▶ _Source passage_:
-- Opening Marker --

Thursday, June 04, 2009





California Unfair Competition Class Standing Hurdle Removed in Tobacco Ad Case

This posting was written by William Zale, Editor of CCH Advertising Law Guide.

In a class action, the standing requirements of the California Unfair Competition Law (UCL) apply only to class representatives, not to class members, the California Supreme Court has ruled. The court reversed an order decertifying a class of California smokers on the theory that all class members were required to demonstrate standing.

The smokers alleged that tobacco companies violated the UCL by conducting a decades-long campaign of deceptive advertising and misleading statements about the addictive nature of nicotine and the relationship between tobacco use and disease.

The court further held that a class representative is not required to plead or prove with “an unrealistic degree of specificity” reliance on particular advertisements or statements when the unfair practice is a fraudulent advertising campaign.

-- Closing Marker --

▶ _Data listing_:
-- Opening Marker --

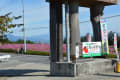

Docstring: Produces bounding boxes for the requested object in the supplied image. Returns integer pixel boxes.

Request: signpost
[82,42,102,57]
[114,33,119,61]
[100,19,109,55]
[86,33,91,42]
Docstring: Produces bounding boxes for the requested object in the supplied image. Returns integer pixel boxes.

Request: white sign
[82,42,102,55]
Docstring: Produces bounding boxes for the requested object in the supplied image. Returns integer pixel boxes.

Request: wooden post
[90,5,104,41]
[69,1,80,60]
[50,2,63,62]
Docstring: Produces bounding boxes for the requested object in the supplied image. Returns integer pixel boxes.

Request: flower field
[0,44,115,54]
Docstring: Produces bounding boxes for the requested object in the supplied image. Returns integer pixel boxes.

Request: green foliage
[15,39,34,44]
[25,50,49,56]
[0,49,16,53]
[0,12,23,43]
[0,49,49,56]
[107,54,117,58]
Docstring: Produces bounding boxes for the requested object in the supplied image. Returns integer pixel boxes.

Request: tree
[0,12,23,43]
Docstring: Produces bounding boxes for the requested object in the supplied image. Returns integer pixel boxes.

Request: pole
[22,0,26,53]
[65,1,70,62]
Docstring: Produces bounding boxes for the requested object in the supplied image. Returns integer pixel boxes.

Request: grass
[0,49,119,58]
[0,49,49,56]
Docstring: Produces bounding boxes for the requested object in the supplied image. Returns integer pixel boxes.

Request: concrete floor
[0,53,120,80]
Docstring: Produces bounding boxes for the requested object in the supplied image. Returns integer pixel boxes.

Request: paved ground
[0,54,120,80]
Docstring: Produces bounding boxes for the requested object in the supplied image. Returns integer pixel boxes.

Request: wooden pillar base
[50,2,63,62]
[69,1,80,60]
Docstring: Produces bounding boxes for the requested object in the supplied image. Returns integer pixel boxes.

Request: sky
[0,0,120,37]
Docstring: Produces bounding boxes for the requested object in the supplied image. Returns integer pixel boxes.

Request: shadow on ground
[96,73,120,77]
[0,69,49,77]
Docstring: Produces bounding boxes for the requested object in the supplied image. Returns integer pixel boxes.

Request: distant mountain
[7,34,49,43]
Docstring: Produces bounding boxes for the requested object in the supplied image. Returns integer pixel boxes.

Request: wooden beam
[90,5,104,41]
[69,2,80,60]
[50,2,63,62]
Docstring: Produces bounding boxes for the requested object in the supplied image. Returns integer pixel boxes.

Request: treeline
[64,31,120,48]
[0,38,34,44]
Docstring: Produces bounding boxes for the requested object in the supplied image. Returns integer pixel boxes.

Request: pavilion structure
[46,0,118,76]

-- Closing Marker --

▶ _What you will do_:
A. In the tobacco ad case post, why did the California Supreme Court reverse the order decertifying the class of smokers? Answer in one to three sentences.
B. According to the tobacco ad case post, who wrote the posting?
C. From the tobacco ad case post, copy word for word the text between "Thursday, June 04, 2009" and "Advertising Law Guide.", inclusive.
The data is separate material, apart from the tobacco ad case post.

▶ _Numbered answers_:
A. The decertification order rested on the theory that every class member had to demonstrate standing. The court ruled instead that the UCL's standing requirements apply only to class representatives, not to class members.

B. William Zale, Editor of CCH Advertising Law Guide.

C.
Thursday, June 04, 2009





California Unfair Competition Class Standing Hurdle Removed in Tobacco Ad Case

This posting was written by William Zale, Editor of CCH Advertising Law Guide.